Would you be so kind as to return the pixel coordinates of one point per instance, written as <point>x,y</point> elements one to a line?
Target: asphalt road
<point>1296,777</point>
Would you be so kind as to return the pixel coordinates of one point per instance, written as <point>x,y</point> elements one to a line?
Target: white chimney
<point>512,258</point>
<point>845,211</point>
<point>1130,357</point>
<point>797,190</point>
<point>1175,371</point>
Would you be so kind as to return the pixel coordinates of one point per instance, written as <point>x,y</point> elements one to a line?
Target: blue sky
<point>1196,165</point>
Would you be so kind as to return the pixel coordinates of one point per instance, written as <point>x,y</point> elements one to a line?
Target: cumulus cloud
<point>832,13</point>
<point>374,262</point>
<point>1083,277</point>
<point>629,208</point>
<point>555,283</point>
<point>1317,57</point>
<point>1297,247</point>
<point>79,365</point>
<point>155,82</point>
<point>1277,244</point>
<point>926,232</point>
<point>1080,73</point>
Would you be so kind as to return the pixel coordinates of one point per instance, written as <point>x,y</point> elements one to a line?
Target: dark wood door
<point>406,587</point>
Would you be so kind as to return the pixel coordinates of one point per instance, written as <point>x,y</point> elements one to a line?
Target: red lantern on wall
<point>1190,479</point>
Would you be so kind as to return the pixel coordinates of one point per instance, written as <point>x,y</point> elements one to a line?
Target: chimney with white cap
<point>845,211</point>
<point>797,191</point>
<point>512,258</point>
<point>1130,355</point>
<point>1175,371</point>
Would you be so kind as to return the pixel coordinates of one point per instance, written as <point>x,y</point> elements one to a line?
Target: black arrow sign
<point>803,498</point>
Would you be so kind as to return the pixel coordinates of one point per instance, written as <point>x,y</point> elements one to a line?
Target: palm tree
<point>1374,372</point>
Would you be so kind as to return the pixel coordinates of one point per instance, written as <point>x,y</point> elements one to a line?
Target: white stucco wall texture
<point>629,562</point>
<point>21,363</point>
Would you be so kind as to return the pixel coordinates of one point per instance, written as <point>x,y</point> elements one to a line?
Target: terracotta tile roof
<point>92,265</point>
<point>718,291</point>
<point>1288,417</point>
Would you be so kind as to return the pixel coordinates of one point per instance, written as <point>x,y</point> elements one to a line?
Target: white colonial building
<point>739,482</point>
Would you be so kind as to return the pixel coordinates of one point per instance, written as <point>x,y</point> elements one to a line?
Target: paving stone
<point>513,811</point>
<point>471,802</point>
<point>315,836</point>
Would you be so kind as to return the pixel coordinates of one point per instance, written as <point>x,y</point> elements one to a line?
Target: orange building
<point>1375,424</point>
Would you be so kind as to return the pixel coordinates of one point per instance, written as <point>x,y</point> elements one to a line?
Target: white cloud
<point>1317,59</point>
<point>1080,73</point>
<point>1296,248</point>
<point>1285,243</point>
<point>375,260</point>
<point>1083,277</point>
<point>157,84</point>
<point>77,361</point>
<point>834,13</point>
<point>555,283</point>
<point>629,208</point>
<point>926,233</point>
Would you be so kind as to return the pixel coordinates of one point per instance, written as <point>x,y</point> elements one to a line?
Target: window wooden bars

+ + + + + + +

Once you have read the records, output each one exactly as written.

ANSWER TO THE EXERCISE:
Would you be so kind as to return the pixel coordinates of one point per instance, written as <point>x,y</point> elements one to a line?
Target: asphalt road
<point>1296,777</point>
Would you be so kind as to return the pixel coordinates of one point per instance, written as <point>x,y</point> elements one to a line?
Target: white chimney
<point>512,258</point>
<point>845,211</point>
<point>1130,357</point>
<point>797,190</point>
<point>1175,371</point>
Would you be so kind as to return the pixel coordinates of one point per instance, written as <point>x,y</point> elements one to a line?
Target: blue sky
<point>1196,165</point>
Would you be so kind as to return the pixel coordinates of one point per instance, written as <point>x,y</point> elements one to a line?
Target: cumulus cloud
<point>832,13</point>
<point>374,262</point>
<point>1083,277</point>
<point>629,208</point>
<point>555,283</point>
<point>1317,57</point>
<point>1297,247</point>
<point>79,365</point>
<point>155,82</point>
<point>1277,244</point>
<point>926,232</point>
<point>1080,73</point>
Would you be so kind as to return the pixel coordinates of one point per instance, written as <point>x,y</point> elements one to a line?
Target: dark wood door
<point>406,587</point>
Would you be so kind as to return the pixel coordinates of one point per instance, written as <point>x,y</point> elements one to a line?
Target: red lantern on wall
<point>1190,479</point>
Would you be so kind as to return the pixel coordinates of one point per instance, written as <point>x,y</point> elements one to a line?
Target: chimney with white cap
<point>845,211</point>
<point>797,191</point>
<point>512,258</point>
<point>1130,355</point>
<point>1175,371</point>
Would you be so kind as to return the pixel coordinates of one point per instance, written as <point>x,y</point> elements one to a line?
Target: black arrow sign
<point>803,498</point>
Would you be so kind as to return the pixel coordinates of one point per instance, written as <point>x,y</point> elements one to a line?
Target: palm tree
<point>1374,372</point>
Would you be so kind as to return the pixel coordinates of one point per instance, written as <point>x,y</point> elements one to a line?
Target: white stucco wall texture
<point>629,562</point>
<point>21,363</point>
Would you be so kind as to return the pixel coordinates of one point per instance, written as <point>x,y</point> elements one to a line?
Target: terracotta tile roof
<point>92,265</point>
<point>718,291</point>
<point>1288,417</point>
Would you be so kind as to return the pixel coordinates of one point per instance, written as <point>x,y</point> elements one to a line?
Target: white colonial building
<point>739,482</point>
Would you be so kind as to return the pixel coordinates of one point per instance, written as <point>x,y</point> elements one to a line?
Target: paving stone
<point>513,811</point>
<point>471,802</point>
<point>315,836</point>
Would you be so kind as to return the pixel coordinates of one point per instance, written as <point>x,y</point> elements one to a line?
Target: orange building
<point>1375,424</point>
Would you be so kind as to return the pixel coordinates of one point per instance, written as <point>x,y</point> elements one to a line?
Target: white cloud
<point>1317,59</point>
<point>1080,73</point>
<point>1296,248</point>
<point>1285,243</point>
<point>375,260</point>
<point>1083,277</point>
<point>157,84</point>
<point>77,361</point>
<point>834,13</point>
<point>555,283</point>
<point>629,208</point>
<point>926,233</point>
Would you be so kind as to return the pixel coordinates of one point per instance, written as <point>x,y</point> elements one to a line?
Target: window wooden bars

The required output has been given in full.